◆ **Prompt**: Starting with the line that contains "Please spot the wooden" and going on through the line that contains "(1011, 681)", rewrite the lines below as a numbered list, leaving out any blank lines. Include both of those end lines and nothing outside them.

◆ **Provided records**:
_ _ _ _ _
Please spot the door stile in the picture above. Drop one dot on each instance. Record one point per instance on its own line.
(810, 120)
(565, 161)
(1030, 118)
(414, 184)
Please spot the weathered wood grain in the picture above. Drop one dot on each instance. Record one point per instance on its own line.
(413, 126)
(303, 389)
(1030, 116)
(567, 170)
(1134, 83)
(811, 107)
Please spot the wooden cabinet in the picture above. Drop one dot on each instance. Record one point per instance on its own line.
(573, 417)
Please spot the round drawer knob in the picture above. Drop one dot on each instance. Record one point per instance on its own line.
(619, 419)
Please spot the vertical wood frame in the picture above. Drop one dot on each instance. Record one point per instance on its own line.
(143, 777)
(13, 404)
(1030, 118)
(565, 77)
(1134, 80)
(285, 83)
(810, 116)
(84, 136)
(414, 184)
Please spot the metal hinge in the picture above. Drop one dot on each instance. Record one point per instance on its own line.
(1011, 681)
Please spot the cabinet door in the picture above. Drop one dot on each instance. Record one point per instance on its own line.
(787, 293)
_ _ _ _ _
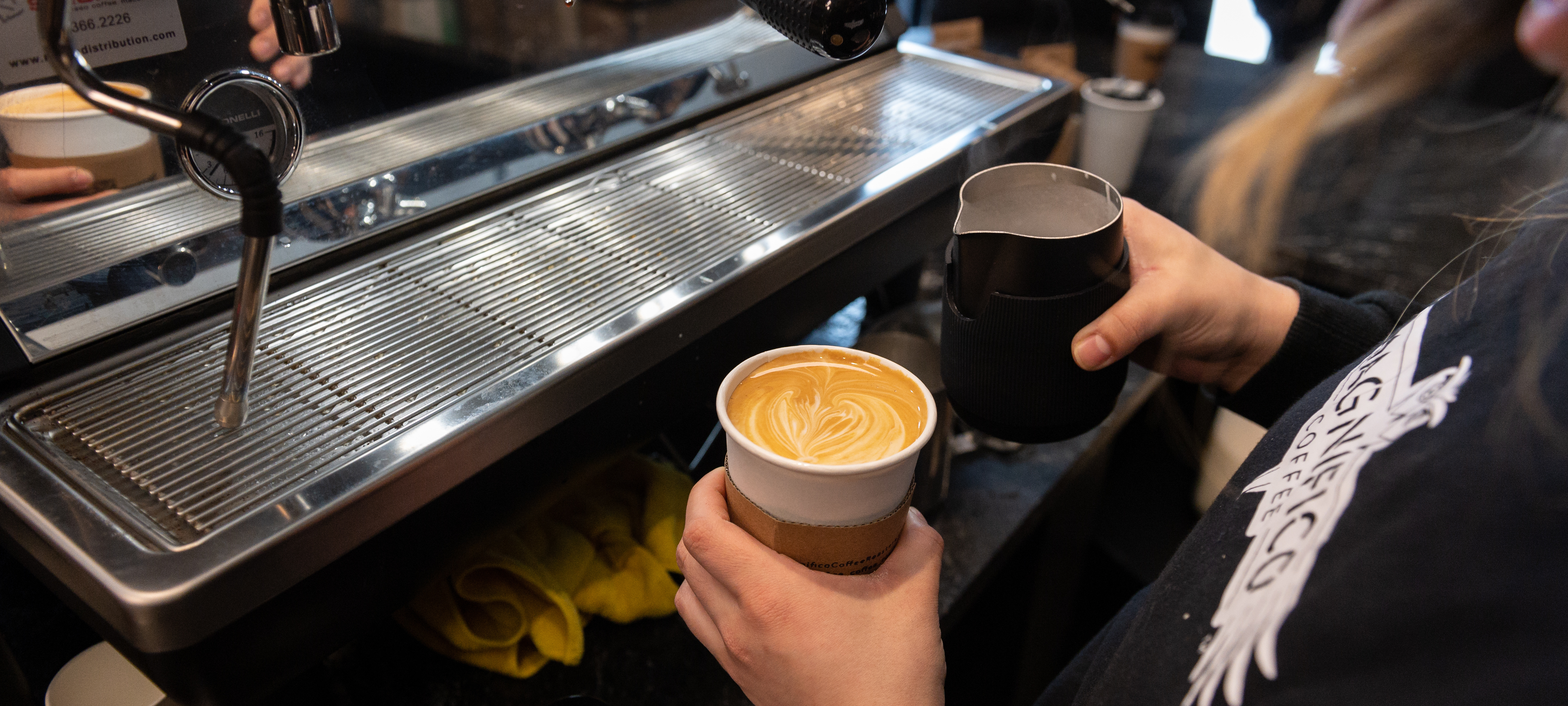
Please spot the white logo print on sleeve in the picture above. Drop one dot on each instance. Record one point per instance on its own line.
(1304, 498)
_ _ _ _ _
◆ **Exercise answer**:
1. Please spot the wooden cabinet in the picture above. Drop one dot on each instance. Record one point per instance on its own line.
2. (573, 417)
3. Please spot the round drawer knob in the picture above. Drop one dot on each instance. Record one point per instance on its own line.
4. (619, 419)
5. Please spot the vertical wood frame in the picture above. Drop one dot on each instance. Record one point per instance on its own line.
6. (143, 777)
7. (13, 404)
8. (1030, 118)
9. (565, 77)
10. (1134, 80)
11. (285, 83)
12. (810, 116)
13. (84, 136)
14. (414, 184)
15. Please spot the metal hinge in the picture above. Drop one dot on each instance. Record one point per instance on its own line.
16. (1011, 681)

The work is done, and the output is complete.